*OBJECTIVE*:
Count the lines in the entries below that contain the word "baseball", and give only that number.
====== LISTED ENTRIES ======
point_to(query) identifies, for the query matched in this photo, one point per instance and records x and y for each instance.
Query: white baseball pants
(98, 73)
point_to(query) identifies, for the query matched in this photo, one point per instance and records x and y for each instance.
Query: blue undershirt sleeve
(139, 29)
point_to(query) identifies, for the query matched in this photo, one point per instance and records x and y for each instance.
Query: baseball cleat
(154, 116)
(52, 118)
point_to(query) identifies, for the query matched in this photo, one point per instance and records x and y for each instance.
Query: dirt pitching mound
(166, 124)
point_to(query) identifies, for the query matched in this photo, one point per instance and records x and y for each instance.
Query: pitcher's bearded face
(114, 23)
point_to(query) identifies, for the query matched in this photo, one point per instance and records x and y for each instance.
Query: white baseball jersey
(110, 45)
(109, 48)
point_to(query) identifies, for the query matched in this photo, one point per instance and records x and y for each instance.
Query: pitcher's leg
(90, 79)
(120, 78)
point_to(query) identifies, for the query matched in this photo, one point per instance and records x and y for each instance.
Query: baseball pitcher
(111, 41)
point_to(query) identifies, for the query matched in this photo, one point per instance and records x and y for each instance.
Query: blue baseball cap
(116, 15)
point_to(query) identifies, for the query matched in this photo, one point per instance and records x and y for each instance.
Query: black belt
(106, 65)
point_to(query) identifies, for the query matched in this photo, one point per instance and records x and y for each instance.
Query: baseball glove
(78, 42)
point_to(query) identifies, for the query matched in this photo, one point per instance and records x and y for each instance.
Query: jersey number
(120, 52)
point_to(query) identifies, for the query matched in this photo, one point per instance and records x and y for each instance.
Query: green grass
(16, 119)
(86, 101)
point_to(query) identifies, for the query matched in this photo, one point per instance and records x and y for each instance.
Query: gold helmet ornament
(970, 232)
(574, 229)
======
====== LISTED ENTRIES ======
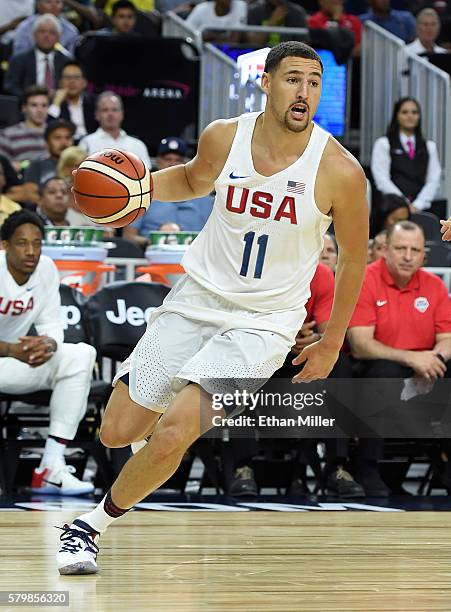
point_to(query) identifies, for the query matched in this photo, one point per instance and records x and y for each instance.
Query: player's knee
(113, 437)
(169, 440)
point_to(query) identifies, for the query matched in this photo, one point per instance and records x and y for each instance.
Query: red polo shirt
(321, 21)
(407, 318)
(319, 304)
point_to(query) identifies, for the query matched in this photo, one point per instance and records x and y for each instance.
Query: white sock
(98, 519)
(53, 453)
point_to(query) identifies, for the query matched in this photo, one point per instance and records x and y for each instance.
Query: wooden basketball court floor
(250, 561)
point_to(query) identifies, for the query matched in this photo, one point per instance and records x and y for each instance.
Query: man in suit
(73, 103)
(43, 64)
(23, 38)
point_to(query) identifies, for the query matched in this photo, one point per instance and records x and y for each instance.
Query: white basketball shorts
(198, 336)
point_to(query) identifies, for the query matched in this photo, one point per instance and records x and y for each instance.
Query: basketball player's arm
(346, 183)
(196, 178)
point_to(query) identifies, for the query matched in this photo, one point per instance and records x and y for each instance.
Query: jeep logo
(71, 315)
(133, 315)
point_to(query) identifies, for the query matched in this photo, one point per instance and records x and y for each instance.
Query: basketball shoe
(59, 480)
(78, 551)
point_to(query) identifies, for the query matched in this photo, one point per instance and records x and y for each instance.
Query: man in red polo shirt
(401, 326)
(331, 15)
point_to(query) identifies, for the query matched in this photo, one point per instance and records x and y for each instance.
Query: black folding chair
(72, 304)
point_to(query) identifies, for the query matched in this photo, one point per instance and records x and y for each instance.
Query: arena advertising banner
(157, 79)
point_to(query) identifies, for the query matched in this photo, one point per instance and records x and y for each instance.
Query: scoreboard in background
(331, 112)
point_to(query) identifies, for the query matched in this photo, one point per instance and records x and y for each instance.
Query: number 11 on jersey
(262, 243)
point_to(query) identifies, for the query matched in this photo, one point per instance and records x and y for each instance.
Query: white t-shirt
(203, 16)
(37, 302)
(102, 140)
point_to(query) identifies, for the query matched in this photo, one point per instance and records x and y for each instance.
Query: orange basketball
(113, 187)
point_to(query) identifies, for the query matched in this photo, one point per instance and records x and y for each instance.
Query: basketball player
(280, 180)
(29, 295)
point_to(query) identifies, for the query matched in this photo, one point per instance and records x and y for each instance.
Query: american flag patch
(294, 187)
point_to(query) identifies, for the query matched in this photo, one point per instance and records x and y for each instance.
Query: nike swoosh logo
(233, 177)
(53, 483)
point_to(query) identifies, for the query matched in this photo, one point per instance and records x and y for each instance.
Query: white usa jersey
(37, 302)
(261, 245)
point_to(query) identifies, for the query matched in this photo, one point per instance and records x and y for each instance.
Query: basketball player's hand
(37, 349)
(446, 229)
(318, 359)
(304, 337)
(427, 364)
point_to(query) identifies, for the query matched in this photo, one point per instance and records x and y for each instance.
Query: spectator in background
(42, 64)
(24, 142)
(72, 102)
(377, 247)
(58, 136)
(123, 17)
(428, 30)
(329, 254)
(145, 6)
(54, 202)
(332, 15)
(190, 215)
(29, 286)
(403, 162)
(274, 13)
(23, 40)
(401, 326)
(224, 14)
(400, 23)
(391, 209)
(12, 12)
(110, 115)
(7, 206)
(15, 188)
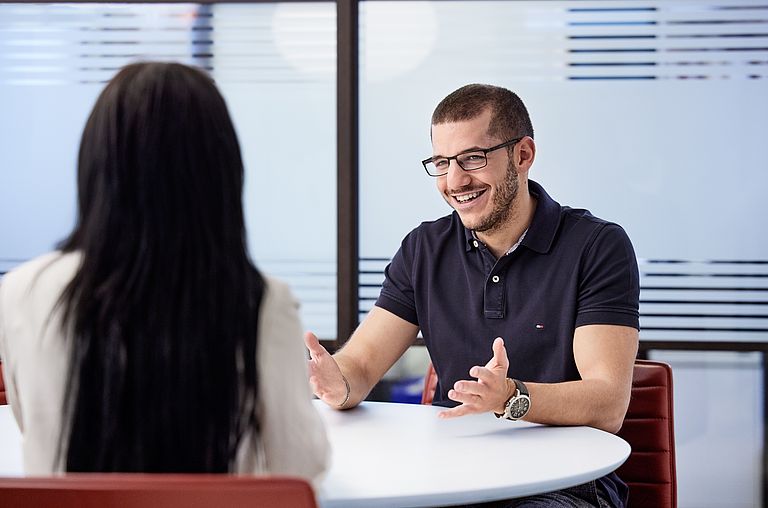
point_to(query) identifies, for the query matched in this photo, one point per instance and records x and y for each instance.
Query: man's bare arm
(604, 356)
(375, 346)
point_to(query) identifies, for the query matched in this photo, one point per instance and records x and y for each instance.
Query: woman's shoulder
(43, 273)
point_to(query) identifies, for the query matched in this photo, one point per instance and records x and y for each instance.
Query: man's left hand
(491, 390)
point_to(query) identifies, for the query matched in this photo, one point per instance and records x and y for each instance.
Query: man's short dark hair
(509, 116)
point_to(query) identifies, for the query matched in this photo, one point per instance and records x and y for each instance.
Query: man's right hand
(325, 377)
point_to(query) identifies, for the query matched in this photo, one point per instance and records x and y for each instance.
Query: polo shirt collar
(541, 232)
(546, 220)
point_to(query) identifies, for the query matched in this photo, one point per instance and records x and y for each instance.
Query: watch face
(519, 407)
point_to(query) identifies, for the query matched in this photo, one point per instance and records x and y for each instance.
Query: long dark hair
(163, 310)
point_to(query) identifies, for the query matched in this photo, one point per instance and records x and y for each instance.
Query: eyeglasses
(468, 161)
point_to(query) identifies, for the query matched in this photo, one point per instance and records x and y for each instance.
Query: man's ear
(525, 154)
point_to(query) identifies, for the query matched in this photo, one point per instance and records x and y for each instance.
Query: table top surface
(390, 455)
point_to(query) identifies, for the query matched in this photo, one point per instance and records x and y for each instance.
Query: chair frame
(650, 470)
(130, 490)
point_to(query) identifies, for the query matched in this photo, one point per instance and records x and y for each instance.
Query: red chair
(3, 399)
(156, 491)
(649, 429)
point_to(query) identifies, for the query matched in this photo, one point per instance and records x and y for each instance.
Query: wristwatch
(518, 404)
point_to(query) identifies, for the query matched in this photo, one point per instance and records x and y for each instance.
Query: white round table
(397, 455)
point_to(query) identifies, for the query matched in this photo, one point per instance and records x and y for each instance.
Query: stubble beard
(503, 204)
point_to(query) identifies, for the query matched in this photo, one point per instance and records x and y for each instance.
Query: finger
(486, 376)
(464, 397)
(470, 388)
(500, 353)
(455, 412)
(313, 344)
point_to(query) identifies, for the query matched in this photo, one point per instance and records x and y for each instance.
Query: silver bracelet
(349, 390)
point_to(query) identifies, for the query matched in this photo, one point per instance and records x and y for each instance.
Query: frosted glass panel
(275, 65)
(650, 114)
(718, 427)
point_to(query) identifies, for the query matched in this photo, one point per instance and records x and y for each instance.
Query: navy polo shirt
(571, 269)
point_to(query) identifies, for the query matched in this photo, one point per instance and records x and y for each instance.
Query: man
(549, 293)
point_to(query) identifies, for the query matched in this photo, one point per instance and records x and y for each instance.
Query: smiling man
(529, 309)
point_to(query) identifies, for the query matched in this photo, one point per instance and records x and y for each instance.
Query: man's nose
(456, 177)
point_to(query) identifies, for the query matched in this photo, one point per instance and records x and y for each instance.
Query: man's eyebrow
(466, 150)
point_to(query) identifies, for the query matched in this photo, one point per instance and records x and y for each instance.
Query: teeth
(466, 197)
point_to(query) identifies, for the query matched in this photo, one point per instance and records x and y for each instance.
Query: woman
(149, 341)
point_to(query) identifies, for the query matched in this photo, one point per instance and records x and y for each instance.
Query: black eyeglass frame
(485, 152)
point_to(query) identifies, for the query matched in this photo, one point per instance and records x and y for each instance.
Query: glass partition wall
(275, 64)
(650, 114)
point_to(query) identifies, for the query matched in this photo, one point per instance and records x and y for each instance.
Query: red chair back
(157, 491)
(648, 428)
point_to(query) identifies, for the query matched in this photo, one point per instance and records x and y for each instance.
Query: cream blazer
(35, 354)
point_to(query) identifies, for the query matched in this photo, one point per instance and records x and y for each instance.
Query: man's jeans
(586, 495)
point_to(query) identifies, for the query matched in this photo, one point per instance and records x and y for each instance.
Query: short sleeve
======
*REPLY*:
6